Pull out every line in the entries below that contains the word "laptop", treating uppercase and lowercase as different.
'''
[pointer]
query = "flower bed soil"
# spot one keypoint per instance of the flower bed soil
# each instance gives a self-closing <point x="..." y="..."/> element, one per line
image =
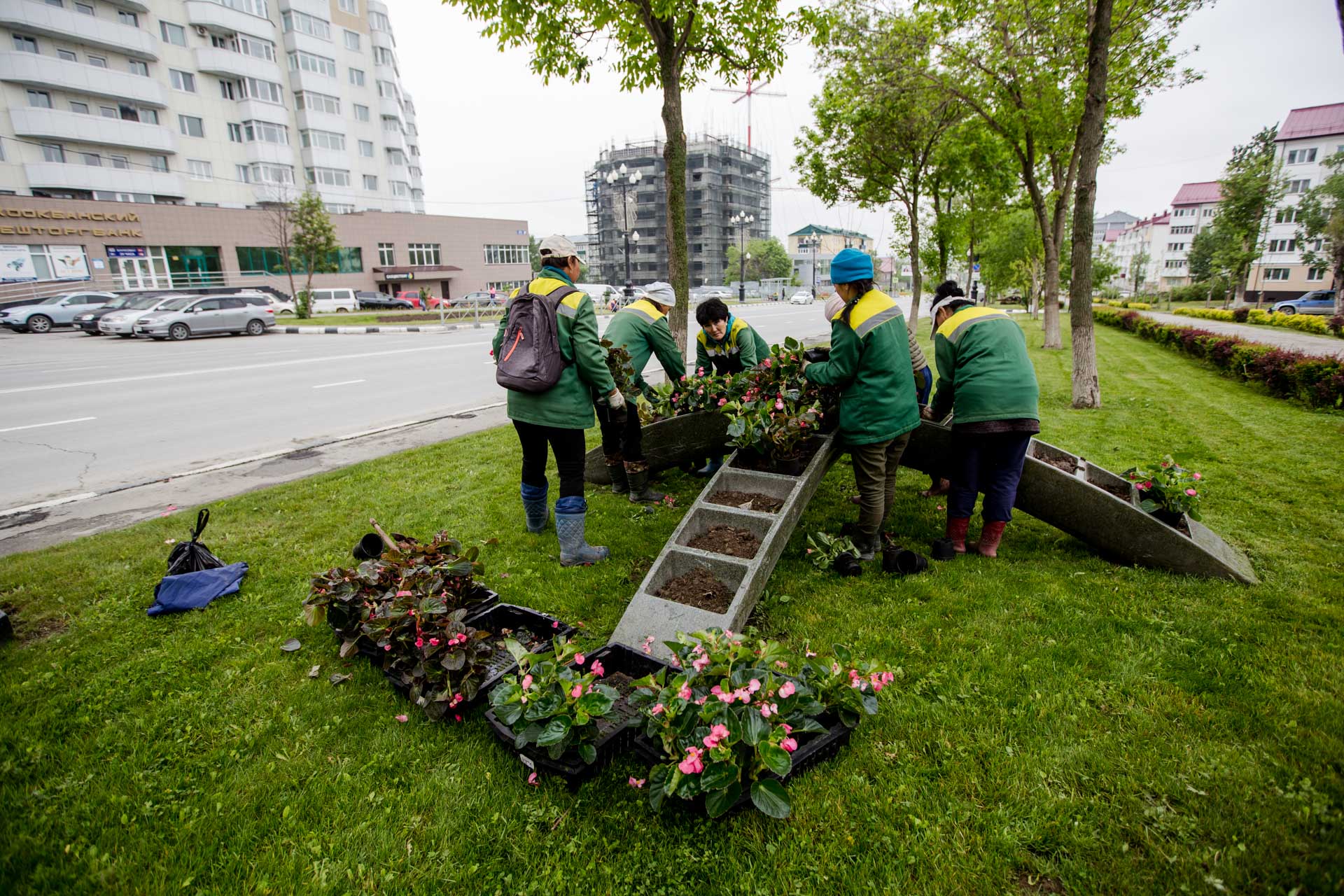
<point x="698" y="589"/>
<point x="727" y="539"/>
<point x="760" y="503"/>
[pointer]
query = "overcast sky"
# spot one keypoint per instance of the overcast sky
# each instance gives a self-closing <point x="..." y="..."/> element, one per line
<point x="483" y="155"/>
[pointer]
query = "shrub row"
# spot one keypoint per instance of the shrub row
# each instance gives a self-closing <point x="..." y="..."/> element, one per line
<point x="1304" y="323"/>
<point x="1315" y="379"/>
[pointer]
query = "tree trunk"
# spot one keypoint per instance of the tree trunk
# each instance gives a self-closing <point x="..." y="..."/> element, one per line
<point x="1091" y="134"/>
<point x="673" y="156"/>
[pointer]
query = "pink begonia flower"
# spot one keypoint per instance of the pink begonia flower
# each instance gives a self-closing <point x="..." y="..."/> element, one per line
<point x="691" y="764"/>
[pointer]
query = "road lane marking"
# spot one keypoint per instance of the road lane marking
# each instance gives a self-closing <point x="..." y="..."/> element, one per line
<point x="234" y="370"/>
<point x="34" y="426"/>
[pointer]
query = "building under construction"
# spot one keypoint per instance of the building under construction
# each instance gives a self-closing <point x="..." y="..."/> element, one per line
<point x="723" y="178"/>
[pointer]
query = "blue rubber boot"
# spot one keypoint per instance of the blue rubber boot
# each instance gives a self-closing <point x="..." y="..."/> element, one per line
<point x="534" y="505"/>
<point x="569" y="526"/>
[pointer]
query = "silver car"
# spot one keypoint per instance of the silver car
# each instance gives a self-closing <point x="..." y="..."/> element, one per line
<point x="124" y="323"/>
<point x="55" y="311"/>
<point x="209" y="316"/>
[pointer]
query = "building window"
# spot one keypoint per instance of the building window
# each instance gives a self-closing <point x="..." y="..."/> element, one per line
<point x="327" y="176"/>
<point x="318" y="102"/>
<point x="422" y="254"/>
<point x="172" y="34"/>
<point x="507" y="254"/>
<point x="302" y="61"/>
<point x="304" y="23"/>
<point x="323" y="140"/>
<point x="182" y="81"/>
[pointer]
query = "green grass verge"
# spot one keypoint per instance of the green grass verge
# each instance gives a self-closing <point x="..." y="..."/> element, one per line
<point x="1059" y="722"/>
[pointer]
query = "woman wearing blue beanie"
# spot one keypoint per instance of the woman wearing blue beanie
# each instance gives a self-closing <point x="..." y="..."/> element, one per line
<point x="870" y="363"/>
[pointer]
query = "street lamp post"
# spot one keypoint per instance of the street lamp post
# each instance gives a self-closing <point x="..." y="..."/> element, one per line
<point x="626" y="179"/>
<point x="742" y="220"/>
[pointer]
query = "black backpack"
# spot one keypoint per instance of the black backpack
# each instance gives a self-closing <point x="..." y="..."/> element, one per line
<point x="530" y="356"/>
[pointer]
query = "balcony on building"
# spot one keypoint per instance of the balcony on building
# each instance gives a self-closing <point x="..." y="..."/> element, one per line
<point x="76" y="27"/>
<point x="52" y="175"/>
<point x="57" y="124"/>
<point x="227" y="19"/>
<point x="76" y="77"/>
<point x="217" y="61"/>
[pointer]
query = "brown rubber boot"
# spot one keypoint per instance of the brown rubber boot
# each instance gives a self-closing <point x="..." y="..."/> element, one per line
<point x="958" y="527"/>
<point x="990" y="539"/>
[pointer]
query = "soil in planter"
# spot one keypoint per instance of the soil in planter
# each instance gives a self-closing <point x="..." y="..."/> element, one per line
<point x="698" y="589"/>
<point x="730" y="540"/>
<point x="760" y="503"/>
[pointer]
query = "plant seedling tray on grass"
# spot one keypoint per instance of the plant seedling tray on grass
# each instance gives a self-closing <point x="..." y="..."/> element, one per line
<point x="812" y="750"/>
<point x="616" y="729"/>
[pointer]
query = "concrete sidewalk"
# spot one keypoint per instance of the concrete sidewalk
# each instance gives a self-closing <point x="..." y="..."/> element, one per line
<point x="1278" y="336"/>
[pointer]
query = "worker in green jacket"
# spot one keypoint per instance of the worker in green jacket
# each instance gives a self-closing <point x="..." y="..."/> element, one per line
<point x="559" y="415"/>
<point x="643" y="330"/>
<point x="724" y="344"/>
<point x="870" y="363"/>
<point x="987" y="381"/>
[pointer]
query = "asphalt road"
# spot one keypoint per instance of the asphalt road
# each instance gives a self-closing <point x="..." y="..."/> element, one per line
<point x="81" y="415"/>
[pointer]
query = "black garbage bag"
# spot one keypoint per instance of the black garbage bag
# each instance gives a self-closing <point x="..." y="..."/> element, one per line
<point x="194" y="556"/>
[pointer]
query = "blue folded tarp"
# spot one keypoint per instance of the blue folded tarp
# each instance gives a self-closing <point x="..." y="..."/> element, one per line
<point x="195" y="590"/>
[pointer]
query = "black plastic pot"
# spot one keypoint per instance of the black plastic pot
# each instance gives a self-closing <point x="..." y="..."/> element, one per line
<point x="902" y="562"/>
<point x="942" y="550"/>
<point x="847" y="564"/>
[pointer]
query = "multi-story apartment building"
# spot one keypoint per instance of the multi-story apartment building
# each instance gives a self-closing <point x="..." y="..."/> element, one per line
<point x="222" y="104"/>
<point x="723" y="181"/>
<point x="1308" y="137"/>
<point x="1145" y="237"/>
<point x="1193" y="210"/>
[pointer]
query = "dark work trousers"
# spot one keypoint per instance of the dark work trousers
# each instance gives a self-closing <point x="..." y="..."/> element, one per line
<point x="986" y="463"/>
<point x="622" y="438"/>
<point x="569" y="456"/>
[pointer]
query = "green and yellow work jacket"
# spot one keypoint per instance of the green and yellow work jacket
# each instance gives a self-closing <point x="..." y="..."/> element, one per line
<point x="739" y="349"/>
<point x="984" y="371"/>
<point x="569" y="403"/>
<point x="870" y="362"/>
<point x="644" y="331"/>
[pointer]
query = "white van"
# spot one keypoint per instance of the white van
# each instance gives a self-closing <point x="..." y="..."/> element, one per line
<point x="327" y="301"/>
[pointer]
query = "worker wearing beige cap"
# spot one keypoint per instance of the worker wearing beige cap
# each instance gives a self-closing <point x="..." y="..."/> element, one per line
<point x="643" y="330"/>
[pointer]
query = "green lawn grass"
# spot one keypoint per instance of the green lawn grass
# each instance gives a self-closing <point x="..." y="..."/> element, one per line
<point x="1060" y="724"/>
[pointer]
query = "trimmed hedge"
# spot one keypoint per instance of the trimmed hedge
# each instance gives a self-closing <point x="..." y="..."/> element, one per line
<point x="1304" y="323"/>
<point x="1316" y="379"/>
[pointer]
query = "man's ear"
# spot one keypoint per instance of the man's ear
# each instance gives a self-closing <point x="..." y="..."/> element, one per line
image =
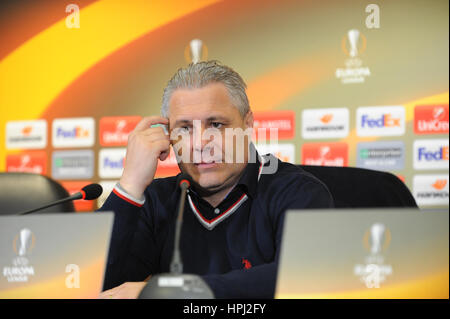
<point x="248" y="119"/>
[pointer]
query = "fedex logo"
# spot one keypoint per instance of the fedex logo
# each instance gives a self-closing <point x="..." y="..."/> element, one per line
<point x="431" y="154"/>
<point x="431" y="119"/>
<point x="325" y="154"/>
<point x="431" y="190"/>
<point x="76" y="132"/>
<point x="381" y="121"/>
<point x="386" y="120"/>
<point x="73" y="132"/>
<point x="111" y="162"/>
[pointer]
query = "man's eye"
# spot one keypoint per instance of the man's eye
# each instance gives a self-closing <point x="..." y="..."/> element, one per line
<point x="216" y="125"/>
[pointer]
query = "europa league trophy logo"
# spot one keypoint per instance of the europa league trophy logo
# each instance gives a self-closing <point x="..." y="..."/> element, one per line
<point x="377" y="234"/>
<point x="353" y="37"/>
<point x="374" y="271"/>
<point x="196" y="51"/>
<point x="23" y="242"/>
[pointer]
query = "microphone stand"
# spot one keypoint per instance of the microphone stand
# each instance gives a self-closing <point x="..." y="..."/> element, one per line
<point x="67" y="199"/>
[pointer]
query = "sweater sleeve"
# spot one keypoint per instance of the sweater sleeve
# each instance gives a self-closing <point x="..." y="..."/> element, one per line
<point x="125" y="262"/>
<point x="260" y="281"/>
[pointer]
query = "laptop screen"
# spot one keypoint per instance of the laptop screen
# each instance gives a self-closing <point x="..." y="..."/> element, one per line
<point x="364" y="253"/>
<point x="54" y="255"/>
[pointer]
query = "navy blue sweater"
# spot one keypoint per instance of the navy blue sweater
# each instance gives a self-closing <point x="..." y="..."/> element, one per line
<point x="234" y="247"/>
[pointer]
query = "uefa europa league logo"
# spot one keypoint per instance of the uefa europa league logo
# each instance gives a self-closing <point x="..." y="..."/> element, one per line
<point x="354" y="44"/>
<point x="196" y="51"/>
<point x="24" y="242"/>
<point x="374" y="271"/>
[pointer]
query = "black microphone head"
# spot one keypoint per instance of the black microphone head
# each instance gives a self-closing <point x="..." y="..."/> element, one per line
<point x="184" y="180"/>
<point x="91" y="191"/>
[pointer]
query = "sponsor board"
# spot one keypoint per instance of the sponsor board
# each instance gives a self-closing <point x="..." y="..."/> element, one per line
<point x="325" y="154"/>
<point x="73" y="187"/>
<point x="429" y="190"/>
<point x="114" y="131"/>
<point x="73" y="164"/>
<point x="110" y="162"/>
<point x="284" y="152"/>
<point x="431" y="119"/>
<point x="389" y="155"/>
<point x="26" y="134"/>
<point x="325" y="123"/>
<point x="73" y="132"/>
<point x="431" y="154"/>
<point x="27" y="162"/>
<point x="380" y="121"/>
<point x="266" y="123"/>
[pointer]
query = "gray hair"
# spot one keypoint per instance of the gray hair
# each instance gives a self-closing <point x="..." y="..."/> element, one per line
<point x="198" y="75"/>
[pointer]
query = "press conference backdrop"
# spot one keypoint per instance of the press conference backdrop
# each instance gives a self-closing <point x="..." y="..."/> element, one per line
<point x="347" y="83"/>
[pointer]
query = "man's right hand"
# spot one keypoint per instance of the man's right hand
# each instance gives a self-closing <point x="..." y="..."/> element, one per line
<point x="145" y="145"/>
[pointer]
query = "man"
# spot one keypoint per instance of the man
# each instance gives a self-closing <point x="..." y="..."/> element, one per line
<point x="233" y="218"/>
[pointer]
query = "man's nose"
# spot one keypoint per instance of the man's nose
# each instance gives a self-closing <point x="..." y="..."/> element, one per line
<point x="200" y="139"/>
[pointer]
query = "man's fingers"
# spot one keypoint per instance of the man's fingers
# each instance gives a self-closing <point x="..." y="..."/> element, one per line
<point x="146" y="122"/>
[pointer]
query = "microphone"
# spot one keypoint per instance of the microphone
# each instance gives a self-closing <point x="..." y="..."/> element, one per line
<point x="88" y="192"/>
<point x="176" y="285"/>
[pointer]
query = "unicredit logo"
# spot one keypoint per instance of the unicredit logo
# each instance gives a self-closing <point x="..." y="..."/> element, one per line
<point x="386" y="120"/>
<point x="76" y="132"/>
<point x="438" y="155"/>
<point x="431" y="119"/>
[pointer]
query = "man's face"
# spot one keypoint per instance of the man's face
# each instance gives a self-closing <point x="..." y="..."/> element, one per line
<point x="201" y="118"/>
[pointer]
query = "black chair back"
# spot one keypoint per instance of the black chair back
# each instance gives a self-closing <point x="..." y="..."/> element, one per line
<point x="353" y="187"/>
<point x="24" y="191"/>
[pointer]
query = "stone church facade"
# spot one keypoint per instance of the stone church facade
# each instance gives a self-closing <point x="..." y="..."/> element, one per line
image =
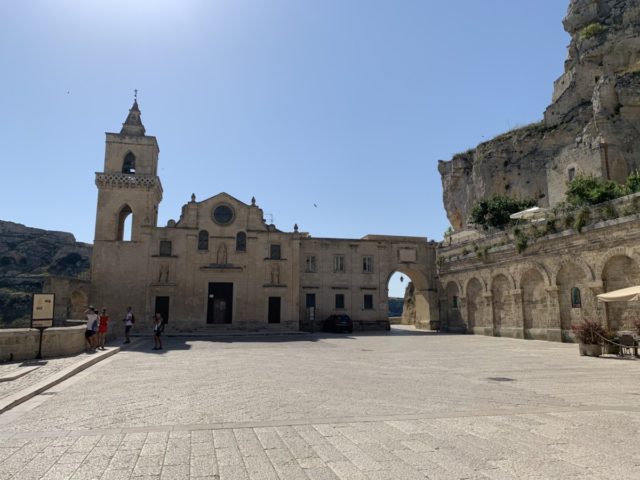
'''
▶ [RESPONSE TO THIS EXERCISE]
query = "laptop screen"
# spot one keypoint per instance of the laptop screen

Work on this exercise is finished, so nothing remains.